GOAL
Which of the lines below contain the word "pole"? Copy each of those lines.

Point-based annotation data
* Start *

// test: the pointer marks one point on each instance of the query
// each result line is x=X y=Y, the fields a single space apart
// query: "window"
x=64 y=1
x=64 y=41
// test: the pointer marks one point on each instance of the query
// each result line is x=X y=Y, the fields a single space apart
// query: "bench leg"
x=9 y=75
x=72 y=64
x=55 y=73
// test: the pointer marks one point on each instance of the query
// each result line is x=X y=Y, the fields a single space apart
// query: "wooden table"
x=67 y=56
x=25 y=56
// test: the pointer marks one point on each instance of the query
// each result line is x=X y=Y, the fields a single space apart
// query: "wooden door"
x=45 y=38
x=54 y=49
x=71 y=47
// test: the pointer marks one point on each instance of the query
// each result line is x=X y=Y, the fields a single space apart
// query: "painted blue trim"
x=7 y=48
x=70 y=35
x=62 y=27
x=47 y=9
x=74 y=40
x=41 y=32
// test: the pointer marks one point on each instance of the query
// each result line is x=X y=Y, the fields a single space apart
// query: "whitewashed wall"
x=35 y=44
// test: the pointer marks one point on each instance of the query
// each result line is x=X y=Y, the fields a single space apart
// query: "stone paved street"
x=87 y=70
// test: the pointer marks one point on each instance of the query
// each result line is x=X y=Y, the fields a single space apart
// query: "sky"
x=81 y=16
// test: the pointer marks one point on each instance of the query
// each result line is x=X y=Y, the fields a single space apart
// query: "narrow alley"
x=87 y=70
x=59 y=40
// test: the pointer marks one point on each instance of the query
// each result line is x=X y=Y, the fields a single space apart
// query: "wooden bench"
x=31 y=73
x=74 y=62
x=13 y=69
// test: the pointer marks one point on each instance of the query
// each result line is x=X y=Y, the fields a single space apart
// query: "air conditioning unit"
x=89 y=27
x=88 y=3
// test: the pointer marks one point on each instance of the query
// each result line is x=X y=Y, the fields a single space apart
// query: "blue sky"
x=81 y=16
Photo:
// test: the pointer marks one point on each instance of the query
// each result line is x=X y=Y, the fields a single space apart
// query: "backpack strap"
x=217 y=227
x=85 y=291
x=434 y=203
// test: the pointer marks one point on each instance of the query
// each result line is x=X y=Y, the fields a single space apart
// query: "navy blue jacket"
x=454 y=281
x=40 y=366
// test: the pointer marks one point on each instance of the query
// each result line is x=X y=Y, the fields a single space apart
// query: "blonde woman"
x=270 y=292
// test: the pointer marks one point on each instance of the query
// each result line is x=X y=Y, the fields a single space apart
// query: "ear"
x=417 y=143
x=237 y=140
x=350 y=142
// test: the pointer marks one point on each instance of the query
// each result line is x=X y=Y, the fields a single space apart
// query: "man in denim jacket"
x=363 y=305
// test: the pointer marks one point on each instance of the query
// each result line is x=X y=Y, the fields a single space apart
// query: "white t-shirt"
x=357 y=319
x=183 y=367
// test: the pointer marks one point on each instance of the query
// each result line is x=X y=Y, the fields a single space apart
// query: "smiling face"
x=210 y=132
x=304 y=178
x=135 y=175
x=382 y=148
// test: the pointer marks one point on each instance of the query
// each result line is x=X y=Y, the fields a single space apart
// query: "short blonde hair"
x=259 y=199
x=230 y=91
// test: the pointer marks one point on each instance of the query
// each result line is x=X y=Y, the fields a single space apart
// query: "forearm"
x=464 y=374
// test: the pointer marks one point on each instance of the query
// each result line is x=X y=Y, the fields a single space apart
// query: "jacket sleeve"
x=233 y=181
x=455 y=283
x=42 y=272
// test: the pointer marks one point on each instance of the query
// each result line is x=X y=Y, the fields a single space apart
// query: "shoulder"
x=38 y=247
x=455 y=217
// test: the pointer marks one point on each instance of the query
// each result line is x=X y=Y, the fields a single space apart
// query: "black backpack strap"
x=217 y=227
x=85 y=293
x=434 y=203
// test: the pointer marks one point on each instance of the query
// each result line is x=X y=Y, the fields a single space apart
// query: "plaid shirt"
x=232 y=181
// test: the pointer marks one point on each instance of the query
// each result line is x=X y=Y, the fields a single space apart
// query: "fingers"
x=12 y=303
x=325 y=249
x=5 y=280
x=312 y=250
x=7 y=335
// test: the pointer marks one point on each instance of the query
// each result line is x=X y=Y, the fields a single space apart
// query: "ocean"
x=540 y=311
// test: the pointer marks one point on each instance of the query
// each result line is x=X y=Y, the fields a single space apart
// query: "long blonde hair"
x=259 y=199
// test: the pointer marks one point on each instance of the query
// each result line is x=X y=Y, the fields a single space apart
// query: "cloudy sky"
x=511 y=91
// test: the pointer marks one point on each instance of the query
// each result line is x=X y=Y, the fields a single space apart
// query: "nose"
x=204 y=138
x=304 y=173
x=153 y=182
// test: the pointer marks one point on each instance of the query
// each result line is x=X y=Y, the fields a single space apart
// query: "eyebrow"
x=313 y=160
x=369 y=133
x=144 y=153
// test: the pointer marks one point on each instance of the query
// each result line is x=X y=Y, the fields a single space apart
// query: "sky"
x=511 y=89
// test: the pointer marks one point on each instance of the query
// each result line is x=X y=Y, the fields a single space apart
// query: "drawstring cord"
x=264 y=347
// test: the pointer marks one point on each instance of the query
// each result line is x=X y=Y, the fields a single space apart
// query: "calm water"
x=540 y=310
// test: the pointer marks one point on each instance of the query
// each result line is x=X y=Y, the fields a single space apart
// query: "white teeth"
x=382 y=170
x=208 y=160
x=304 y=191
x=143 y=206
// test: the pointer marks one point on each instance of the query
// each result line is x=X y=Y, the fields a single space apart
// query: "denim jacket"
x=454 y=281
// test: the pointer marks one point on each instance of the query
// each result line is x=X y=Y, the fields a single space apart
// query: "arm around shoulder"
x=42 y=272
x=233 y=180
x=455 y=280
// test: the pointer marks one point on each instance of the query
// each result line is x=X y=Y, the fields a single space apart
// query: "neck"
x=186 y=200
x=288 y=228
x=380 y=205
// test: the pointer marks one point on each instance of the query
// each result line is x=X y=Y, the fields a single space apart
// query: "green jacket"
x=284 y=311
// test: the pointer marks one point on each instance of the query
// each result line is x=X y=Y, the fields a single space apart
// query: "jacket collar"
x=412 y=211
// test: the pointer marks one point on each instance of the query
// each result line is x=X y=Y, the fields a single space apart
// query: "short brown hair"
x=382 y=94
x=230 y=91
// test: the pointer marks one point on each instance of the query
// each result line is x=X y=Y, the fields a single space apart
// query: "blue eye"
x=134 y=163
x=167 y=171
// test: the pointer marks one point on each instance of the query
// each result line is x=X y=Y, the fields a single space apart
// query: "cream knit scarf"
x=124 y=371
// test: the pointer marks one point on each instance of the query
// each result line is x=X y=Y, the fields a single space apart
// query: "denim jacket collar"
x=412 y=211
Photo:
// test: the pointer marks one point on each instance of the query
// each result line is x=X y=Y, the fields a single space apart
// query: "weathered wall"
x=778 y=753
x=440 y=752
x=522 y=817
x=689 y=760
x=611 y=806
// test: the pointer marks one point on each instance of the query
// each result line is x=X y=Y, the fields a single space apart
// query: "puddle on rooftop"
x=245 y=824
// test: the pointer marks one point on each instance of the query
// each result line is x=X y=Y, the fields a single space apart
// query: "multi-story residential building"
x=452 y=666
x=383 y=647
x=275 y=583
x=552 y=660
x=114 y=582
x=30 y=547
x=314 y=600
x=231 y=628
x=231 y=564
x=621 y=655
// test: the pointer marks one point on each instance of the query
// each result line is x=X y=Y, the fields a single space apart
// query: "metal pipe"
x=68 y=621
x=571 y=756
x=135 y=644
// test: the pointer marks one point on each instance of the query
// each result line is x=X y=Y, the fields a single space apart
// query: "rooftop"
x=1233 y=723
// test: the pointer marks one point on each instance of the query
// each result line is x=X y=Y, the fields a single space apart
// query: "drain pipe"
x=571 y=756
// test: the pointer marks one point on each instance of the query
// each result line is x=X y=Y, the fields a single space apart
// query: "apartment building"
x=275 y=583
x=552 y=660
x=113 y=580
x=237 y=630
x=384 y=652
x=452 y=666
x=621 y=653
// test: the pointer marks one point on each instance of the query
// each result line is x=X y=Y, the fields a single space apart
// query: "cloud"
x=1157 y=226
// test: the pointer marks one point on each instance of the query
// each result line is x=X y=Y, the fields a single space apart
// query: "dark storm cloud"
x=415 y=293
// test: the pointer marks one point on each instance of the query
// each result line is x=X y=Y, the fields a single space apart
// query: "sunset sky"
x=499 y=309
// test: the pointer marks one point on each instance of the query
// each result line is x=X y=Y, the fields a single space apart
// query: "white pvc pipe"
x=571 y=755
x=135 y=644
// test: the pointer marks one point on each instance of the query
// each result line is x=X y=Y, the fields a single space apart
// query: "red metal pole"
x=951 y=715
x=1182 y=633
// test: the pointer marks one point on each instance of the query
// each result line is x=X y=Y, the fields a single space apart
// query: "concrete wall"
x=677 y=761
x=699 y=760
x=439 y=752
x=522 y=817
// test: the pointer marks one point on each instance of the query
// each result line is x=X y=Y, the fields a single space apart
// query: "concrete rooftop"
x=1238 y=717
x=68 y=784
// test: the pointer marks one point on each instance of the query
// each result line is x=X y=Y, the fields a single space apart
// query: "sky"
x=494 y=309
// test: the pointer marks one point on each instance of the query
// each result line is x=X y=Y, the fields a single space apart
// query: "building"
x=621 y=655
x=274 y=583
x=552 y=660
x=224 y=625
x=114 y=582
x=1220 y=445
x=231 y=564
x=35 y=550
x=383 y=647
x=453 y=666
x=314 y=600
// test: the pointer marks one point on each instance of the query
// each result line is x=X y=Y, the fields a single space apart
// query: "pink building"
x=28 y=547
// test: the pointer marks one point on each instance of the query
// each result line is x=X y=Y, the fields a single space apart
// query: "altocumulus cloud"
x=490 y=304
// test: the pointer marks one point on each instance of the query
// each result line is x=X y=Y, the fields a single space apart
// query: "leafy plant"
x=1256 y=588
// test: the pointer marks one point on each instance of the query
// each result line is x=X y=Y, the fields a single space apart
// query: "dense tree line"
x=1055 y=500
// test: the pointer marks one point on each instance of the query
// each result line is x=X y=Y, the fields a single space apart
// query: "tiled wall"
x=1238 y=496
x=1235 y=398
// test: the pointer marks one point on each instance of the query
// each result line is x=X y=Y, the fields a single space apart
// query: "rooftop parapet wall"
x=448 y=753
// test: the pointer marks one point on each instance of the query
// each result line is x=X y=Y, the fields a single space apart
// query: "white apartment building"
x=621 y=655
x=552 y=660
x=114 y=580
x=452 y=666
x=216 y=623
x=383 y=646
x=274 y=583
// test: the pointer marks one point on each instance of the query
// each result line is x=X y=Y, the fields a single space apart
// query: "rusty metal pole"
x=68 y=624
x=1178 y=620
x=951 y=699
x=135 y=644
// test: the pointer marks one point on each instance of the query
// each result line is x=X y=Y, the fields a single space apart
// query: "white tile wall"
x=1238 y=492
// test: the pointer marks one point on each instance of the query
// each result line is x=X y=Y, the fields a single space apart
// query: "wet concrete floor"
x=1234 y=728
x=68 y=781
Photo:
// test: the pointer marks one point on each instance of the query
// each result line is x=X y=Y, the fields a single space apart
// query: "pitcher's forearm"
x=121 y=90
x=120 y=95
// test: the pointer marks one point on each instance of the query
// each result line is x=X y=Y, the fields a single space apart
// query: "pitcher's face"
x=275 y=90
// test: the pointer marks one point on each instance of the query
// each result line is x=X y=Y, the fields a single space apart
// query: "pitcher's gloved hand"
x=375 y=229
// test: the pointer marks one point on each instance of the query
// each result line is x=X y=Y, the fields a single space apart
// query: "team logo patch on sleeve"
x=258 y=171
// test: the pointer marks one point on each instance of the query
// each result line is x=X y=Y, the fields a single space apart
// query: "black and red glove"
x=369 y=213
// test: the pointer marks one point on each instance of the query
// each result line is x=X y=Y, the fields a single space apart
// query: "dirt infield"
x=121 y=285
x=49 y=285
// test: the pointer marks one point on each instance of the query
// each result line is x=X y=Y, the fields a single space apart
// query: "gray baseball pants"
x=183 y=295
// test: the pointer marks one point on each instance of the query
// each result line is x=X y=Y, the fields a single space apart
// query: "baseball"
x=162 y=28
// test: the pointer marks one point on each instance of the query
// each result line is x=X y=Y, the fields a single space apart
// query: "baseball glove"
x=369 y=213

* End *

ANSWER TO THIS TASK
// query: "red metal pole"
// query: "rusty metal pole"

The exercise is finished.